▶ [Exercise prompt]:
Rewrite the records from the first line through the line with "438,63 -> 600,113", keeping the requests and their format samples unchanged. Add 149 to every coordinate in the answer boxes.

── Records for this exercise ──

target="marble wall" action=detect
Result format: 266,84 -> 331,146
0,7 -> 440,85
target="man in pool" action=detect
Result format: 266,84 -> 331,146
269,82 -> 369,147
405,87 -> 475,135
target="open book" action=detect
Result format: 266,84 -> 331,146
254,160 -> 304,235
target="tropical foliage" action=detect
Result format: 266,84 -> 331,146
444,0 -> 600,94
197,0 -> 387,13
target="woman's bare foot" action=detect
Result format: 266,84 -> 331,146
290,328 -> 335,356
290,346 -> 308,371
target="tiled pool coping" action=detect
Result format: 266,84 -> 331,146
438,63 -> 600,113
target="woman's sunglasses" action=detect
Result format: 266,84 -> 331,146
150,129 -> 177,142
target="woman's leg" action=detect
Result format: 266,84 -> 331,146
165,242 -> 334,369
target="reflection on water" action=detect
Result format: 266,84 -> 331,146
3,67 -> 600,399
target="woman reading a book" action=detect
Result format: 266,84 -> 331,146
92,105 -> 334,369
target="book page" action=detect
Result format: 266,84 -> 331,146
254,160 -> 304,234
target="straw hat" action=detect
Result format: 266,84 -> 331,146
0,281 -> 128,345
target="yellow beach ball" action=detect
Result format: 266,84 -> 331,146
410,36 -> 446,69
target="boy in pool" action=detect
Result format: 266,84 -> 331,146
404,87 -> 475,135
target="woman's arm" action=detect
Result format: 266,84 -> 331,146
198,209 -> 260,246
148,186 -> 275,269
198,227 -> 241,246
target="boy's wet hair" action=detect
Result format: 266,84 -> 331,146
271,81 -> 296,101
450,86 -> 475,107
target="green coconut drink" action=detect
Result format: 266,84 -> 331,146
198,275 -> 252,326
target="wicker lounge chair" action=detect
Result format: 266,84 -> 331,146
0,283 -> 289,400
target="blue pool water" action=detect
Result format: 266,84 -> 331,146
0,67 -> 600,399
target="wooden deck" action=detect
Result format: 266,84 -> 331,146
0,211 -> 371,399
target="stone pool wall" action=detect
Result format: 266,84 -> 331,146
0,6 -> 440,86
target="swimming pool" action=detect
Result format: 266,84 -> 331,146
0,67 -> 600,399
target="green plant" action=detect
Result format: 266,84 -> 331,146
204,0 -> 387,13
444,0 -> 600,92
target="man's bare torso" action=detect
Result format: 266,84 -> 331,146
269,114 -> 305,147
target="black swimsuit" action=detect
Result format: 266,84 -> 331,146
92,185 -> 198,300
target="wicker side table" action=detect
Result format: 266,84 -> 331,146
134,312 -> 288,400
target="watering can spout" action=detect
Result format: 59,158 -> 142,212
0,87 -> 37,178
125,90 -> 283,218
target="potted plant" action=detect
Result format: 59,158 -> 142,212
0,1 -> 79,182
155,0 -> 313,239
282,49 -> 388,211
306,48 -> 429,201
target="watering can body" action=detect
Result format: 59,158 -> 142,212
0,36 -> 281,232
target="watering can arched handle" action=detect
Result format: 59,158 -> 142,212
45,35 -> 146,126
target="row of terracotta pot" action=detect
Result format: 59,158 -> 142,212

───

▶ [The reply]:
target="marble wall" action=detect
Result format: 266,84 -> 331,146
149,156 -> 589,234
target="man in pool" action=detect
Result format: 266,84 -> 331,146
418,231 -> 518,296
554,236 -> 624,284
target="open book" action=detect
Result format: 266,84 -> 331,146
403,309 -> 453,384
target="tropical foliage" action=detect
Result format: 266,84 -> 331,146
593,149 -> 749,243
346,149 -> 536,162
target="woman's bare foot" action=detect
Result format: 266,84 -> 331,146
439,477 -> 484,505
439,495 -> 457,520
target="tiled pool coping" action=detect
Result format: 266,84 -> 331,146
587,212 -> 749,262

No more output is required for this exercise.